> AIM OF THE EXERCISE:
Give the records again in full, exactly as they appear, but without the pictures.

── DATA LISTING ──

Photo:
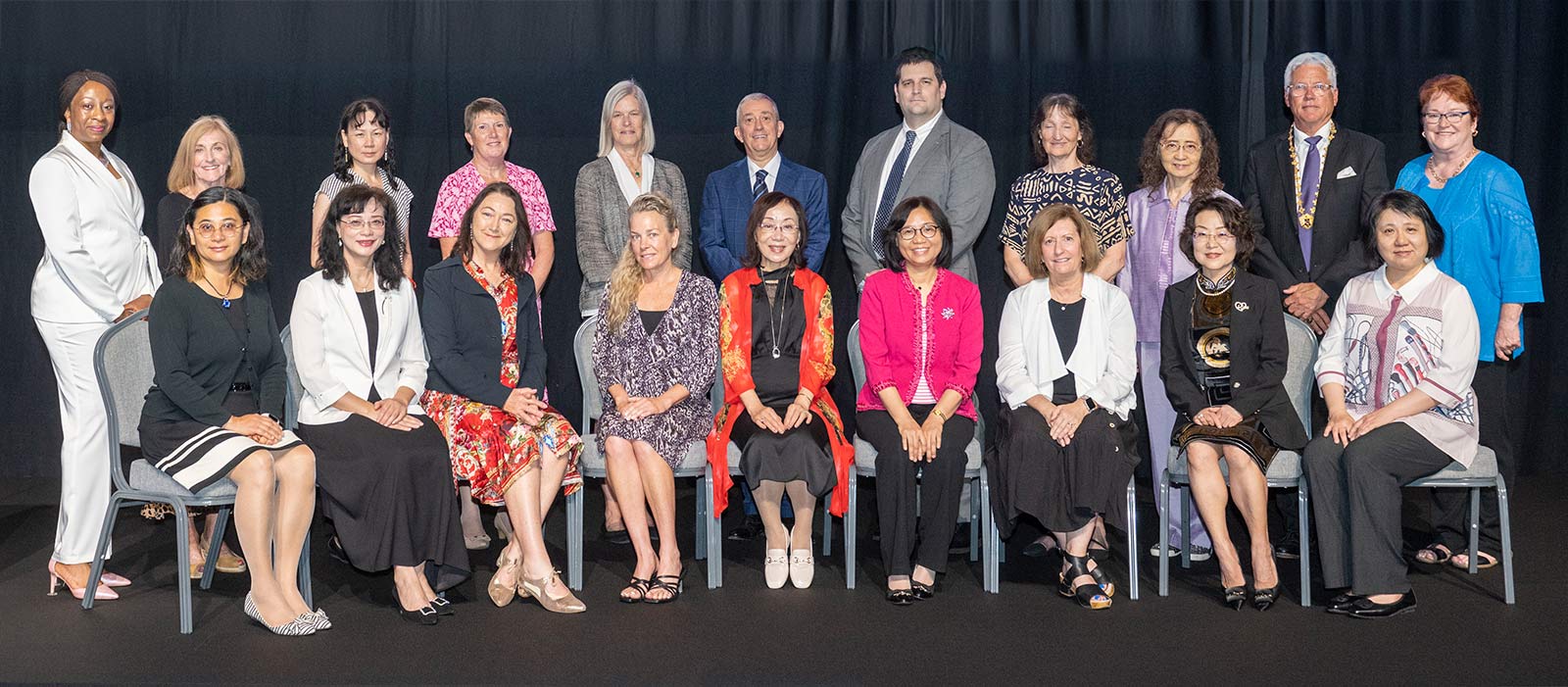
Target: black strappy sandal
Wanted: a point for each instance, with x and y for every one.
(663, 582)
(1090, 595)
(640, 587)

───

> ANSWER TO THE EXERCISE:
Photo:
Target: black strappy sandal
Wanted: a point for each instance, with x and y for every one.
(663, 582)
(1090, 595)
(640, 587)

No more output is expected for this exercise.